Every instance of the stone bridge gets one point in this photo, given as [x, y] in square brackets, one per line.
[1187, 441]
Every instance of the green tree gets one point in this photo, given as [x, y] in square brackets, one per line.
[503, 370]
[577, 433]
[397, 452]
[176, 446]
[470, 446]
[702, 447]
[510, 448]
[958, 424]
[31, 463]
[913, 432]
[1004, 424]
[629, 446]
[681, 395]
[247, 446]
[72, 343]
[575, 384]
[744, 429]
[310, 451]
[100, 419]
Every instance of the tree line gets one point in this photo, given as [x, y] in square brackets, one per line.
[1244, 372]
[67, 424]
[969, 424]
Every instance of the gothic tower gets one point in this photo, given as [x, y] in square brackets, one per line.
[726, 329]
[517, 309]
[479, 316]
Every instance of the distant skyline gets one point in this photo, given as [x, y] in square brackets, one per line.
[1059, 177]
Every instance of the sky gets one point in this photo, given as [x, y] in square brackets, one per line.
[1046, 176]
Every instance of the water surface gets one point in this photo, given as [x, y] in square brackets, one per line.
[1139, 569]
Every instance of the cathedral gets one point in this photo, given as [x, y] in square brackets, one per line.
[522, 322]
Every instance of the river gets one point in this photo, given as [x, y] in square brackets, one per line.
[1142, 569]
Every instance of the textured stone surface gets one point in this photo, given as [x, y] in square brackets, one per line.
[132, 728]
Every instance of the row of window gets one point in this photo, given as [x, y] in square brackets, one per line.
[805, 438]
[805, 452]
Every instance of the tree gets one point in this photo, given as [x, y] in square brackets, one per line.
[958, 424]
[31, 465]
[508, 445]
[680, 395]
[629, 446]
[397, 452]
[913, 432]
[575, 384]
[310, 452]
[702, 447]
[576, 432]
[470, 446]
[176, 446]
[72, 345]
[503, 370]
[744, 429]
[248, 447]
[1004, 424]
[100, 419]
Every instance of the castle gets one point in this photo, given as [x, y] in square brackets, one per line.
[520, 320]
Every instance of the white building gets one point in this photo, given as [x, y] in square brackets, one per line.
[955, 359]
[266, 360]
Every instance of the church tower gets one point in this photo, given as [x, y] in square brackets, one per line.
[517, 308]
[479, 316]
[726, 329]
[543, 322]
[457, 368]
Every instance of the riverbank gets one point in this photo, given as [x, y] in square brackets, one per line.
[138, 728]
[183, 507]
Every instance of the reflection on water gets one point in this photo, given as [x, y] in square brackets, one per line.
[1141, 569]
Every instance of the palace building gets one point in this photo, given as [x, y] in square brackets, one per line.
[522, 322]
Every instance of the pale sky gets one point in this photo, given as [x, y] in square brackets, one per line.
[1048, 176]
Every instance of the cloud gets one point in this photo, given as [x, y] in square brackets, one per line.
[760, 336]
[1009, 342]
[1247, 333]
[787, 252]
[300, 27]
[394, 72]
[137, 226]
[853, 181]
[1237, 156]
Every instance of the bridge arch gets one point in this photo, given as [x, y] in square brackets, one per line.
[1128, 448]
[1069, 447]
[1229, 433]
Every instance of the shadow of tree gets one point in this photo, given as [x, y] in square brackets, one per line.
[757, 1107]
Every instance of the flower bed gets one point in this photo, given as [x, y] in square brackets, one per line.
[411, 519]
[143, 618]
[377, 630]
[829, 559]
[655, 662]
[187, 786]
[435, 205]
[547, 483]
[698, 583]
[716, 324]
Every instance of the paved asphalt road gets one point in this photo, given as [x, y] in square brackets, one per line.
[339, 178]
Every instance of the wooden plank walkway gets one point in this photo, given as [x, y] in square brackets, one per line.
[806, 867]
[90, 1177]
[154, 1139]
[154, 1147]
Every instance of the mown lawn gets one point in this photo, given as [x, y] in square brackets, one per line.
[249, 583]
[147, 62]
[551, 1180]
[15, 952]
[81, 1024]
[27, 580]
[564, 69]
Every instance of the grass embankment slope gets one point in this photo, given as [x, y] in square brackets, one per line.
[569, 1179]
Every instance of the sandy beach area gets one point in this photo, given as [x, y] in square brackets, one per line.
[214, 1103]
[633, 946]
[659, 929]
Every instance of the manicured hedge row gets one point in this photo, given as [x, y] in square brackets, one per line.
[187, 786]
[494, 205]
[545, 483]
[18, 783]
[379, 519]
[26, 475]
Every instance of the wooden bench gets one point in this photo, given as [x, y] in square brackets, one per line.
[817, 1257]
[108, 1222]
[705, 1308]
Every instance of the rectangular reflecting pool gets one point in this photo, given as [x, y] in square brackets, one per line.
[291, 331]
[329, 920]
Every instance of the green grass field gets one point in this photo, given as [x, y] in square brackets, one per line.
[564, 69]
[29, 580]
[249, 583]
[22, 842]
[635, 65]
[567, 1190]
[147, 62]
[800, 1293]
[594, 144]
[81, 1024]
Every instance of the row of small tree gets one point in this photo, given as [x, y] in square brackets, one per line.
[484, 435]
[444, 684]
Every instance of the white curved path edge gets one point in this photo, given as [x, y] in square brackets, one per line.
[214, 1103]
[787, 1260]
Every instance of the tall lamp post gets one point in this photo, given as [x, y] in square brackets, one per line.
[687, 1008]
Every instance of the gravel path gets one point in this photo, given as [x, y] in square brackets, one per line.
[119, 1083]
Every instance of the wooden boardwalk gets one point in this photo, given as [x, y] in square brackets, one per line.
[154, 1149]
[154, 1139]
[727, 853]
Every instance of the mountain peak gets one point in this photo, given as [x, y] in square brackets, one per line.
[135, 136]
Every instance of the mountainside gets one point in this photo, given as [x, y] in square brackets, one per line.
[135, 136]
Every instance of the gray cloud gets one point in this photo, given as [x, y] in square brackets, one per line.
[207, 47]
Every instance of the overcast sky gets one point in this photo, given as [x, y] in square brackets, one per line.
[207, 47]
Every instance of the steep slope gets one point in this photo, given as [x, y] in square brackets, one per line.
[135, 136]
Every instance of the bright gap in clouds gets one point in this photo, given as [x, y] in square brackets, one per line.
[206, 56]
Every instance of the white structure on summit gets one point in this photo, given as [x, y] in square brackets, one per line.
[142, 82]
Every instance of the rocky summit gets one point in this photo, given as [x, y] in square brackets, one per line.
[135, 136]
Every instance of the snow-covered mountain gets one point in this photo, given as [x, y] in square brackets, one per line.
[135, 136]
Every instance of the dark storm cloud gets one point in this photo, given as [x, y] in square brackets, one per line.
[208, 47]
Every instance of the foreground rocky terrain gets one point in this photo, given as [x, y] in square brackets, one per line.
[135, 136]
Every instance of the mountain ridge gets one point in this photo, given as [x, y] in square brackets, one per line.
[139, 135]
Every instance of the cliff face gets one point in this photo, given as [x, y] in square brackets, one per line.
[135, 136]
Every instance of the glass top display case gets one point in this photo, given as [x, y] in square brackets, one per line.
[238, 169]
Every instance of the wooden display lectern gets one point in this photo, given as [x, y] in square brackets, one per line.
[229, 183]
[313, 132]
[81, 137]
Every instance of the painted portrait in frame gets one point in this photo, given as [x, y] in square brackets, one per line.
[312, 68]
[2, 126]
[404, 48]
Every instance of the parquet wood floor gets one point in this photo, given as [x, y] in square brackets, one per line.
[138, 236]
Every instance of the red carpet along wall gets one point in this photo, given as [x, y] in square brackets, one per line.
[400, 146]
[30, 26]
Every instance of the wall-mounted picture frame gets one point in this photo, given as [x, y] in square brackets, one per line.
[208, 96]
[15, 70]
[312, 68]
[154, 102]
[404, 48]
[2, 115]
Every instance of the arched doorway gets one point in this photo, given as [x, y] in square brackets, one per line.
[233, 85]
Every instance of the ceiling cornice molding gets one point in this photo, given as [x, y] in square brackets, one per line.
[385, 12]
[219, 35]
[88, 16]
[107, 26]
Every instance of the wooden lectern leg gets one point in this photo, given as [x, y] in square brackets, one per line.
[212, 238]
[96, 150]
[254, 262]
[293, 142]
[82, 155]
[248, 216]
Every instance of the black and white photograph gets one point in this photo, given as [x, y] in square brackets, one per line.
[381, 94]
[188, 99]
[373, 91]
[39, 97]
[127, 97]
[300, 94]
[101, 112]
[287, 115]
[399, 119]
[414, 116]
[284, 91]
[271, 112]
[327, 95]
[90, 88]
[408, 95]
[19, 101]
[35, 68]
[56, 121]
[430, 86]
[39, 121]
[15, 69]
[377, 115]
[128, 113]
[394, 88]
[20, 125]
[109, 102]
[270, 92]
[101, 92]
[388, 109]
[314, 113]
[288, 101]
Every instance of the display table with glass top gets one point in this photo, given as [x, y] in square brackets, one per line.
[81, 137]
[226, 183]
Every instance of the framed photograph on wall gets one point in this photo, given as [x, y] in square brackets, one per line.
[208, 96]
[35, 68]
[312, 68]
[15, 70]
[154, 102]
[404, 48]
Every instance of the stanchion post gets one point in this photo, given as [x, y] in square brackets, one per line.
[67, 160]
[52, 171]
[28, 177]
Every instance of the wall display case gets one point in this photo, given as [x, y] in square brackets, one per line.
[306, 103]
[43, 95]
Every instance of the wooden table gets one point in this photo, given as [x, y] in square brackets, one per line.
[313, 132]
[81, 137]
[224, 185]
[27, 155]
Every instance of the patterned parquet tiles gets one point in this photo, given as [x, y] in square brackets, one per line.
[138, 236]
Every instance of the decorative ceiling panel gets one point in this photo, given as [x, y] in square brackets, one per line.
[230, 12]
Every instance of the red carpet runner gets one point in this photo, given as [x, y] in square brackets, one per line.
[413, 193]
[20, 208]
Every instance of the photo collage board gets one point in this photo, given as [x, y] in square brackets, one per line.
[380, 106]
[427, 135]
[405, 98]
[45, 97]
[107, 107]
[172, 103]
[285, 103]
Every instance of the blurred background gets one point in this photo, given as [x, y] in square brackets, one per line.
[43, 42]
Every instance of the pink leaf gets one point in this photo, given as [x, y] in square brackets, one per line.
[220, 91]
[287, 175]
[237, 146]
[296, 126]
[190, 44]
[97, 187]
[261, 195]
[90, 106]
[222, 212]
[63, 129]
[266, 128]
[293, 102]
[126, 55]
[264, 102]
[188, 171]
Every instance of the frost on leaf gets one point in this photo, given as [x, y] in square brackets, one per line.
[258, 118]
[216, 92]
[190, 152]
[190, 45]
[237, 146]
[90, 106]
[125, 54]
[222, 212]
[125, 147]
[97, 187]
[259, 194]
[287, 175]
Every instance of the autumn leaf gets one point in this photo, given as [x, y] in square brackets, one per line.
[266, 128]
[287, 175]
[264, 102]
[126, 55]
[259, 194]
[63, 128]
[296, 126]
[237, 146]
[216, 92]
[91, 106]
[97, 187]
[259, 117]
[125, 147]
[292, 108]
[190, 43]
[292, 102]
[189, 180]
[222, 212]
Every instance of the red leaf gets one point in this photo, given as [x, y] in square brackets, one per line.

> [Prompt] Rescale the rows above, starting at the first row and ending at the row that contains "[1142, 569]". Reproduce every line in that span, with all text other than the point coordinates unchanged. Multiply each [x, y] point coordinate by 1.4 and round it to a whole number, with halves rounding up.

> [Answer to this exercise]
Every instance of the stone bridge gets one point in this photo, given as [x, y] in square brackets, one per line.
[1662, 617]
Every instance of the green tree gets one point in this photo, given as [x, y] in square brackets, one per line.
[704, 518]
[808, 606]
[556, 633]
[246, 624]
[658, 624]
[983, 626]
[714, 627]
[1341, 594]
[43, 648]
[1278, 605]
[1406, 594]
[881, 624]
[953, 553]
[346, 624]
[101, 480]
[805, 538]
[1042, 601]
[434, 631]
[140, 587]
Every instance of the tree line gets one point in this photo, given as [x, y] in square brackets, one per line.
[1742, 521]
[94, 594]
[1357, 594]
Every instance of the gothic tower gets one point in this photo, given as [x, y] in square brackets, one per line.
[1016, 461]
[724, 433]
[671, 442]
Every instance of the distant skyline gets one point in this photo, given as [x, y] in square brackets, one per line.
[1483, 248]
Every instance of the sky gets one point in this photo, given as [x, y] in square brackets, one per line.
[1464, 246]
Every instance of the water surface gets one point in this photo, given as [x, y] in square brackets, one per line.
[1595, 797]
Every instance of the cathedral gets one point in this photo, given as [x, y] in square brackets, one per line.
[731, 451]
Every instance of the river gets one point in this photo, given as [x, y] in square brackets, one per line.
[1599, 797]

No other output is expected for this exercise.